Change every "point out" in the material below to "locate", leave everything else as it is, and omit the pictures from your answer.
▬▬▬
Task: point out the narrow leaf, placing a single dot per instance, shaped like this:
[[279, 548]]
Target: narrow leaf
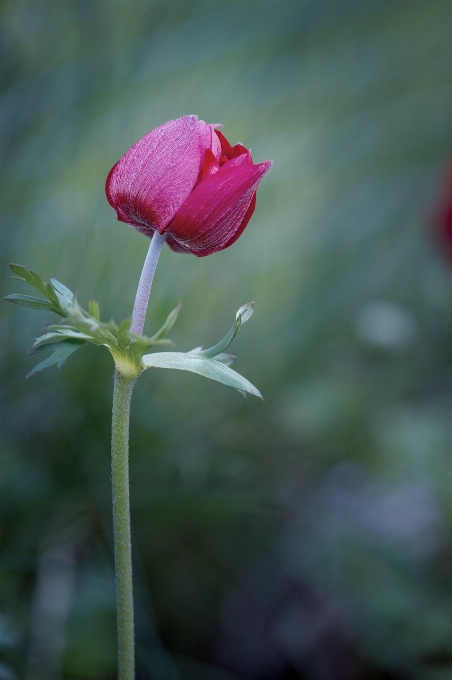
[[29, 276], [29, 301], [93, 309], [215, 370], [59, 355], [243, 314], [59, 336], [65, 296]]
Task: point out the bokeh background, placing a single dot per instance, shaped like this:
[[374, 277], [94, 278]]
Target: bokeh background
[[309, 536]]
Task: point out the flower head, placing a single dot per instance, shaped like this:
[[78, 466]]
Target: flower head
[[185, 180]]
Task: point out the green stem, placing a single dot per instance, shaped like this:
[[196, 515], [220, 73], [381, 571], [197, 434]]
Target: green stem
[[121, 524]]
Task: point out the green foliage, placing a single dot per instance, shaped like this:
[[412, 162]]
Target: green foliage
[[127, 349], [329, 504]]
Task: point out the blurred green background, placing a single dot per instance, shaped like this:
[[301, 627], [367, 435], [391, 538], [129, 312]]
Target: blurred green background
[[309, 536]]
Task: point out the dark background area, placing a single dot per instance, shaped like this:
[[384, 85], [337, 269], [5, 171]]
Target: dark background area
[[309, 536]]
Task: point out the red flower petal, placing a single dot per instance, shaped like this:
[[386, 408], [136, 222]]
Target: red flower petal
[[230, 151], [218, 208], [148, 185]]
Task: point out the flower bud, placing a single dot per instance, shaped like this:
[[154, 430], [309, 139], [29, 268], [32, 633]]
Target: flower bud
[[186, 181]]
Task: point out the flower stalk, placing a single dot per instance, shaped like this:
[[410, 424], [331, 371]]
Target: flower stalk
[[122, 394], [144, 286], [121, 524]]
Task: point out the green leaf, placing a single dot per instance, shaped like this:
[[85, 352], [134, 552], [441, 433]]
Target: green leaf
[[243, 314], [58, 336], [210, 368], [93, 309], [59, 355], [30, 277], [169, 323], [65, 296], [30, 301]]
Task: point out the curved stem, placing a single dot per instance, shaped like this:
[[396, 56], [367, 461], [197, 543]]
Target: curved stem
[[121, 524], [144, 286]]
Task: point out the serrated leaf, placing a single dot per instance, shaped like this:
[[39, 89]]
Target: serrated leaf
[[30, 301], [59, 355], [29, 276], [58, 336], [226, 359], [93, 309], [169, 323], [243, 314], [65, 296], [209, 368]]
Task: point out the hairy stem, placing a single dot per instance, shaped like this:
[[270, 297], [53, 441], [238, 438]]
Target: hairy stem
[[121, 525], [122, 396], [144, 287]]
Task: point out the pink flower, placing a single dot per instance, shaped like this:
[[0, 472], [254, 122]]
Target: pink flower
[[186, 181], [443, 213]]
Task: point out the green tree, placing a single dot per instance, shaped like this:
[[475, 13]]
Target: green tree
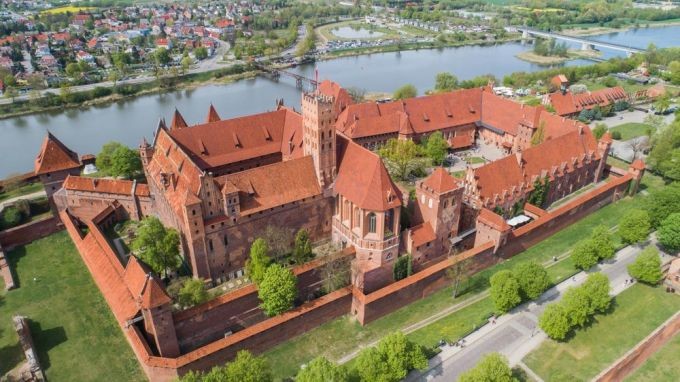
▬▬▬
**The response**
Task: locate the narrow leaf, placing a single dot per instance, shaped like this:
[[279, 548]]
Target: narrow leaf
[[29, 276], [29, 301], [93, 309], [215, 370], [59, 355], [243, 314], [59, 336], [65, 296]]
Task: locate the bokeh background, placing a single dot per instance, shaped like this:
[[374, 277], [94, 278]]
Target: bokeh background
[[309, 536]]
Task: locate the flower head, placing a single dot per instance, shaped like this:
[[78, 466]]
Target: flower head
[[185, 180]]
Task: locate the green stem, placing a single dot per instance, shaped like this:
[[196, 515], [220, 73], [381, 571], [197, 434]]
Target: green stem
[[121, 524]]
Task: locate the green foliage, placing a single dot per instance, shaped like this:
[[412, 162]]
Target: green foliage
[[127, 349], [329, 504]]
Task: locate the blurred green background, placing a single dot per instance, shaped like this:
[[301, 627], [367, 435], [391, 538], [129, 312]]
Target: blurred green background
[[309, 536]]
Task: locate the dark background area, placing a single dot per instance, shaped like this:
[[384, 85], [337, 269], [5, 171]]
Target: dark background area
[[309, 536]]
Task: locate the red flower petal, placing a single dot per instance, shaped like this:
[[386, 408], [136, 222]]
Target: red flower petal
[[230, 151], [218, 208], [148, 185]]
Task: locate the flower bud, placing a single dot per instance, shaped like this:
[[154, 430], [309, 139], [29, 268], [32, 633]]
Target: flower bud
[[186, 181]]
Task: locate the flower stalk, placing a single dot per instance, shaped like this:
[[410, 424], [331, 371]]
Target: flower stalk
[[122, 394], [144, 286], [121, 524]]
Task: locate the green leaf, placing a single dot per instance, shaped like this:
[[85, 352], [134, 552], [441, 433]]
Target: green leaf
[[243, 314], [58, 336], [210, 368], [93, 309], [59, 355], [30, 277], [169, 323], [65, 296], [30, 301]]
Task: locate the curved stem, placing a single dot per instance, shaped like this:
[[396, 56], [367, 461], [197, 543]]
Target: curved stem
[[121, 524], [144, 286]]
Task: locate the serrated leaf, placing a single dot per instance, shaped like this:
[[39, 89]]
Target: serrated leaf
[[30, 301], [59, 355], [29, 276], [58, 336], [226, 359], [93, 309], [169, 323], [243, 314], [65, 296], [209, 368]]
Task: locate the hairy stem, placing a single dot per instance, shaped like this:
[[270, 297], [53, 441], [238, 438]]
Target: hairy stem
[[121, 525], [122, 396], [144, 287]]
Task: locate the pink flower, placing a single dot per instance, shaped like this:
[[0, 472], [254, 122]]
Target: pink flower
[[186, 181], [443, 213]]
Task: locate the green tree, placing a single dot per instance, shaped like this:
[[475, 13]]
Target: green tree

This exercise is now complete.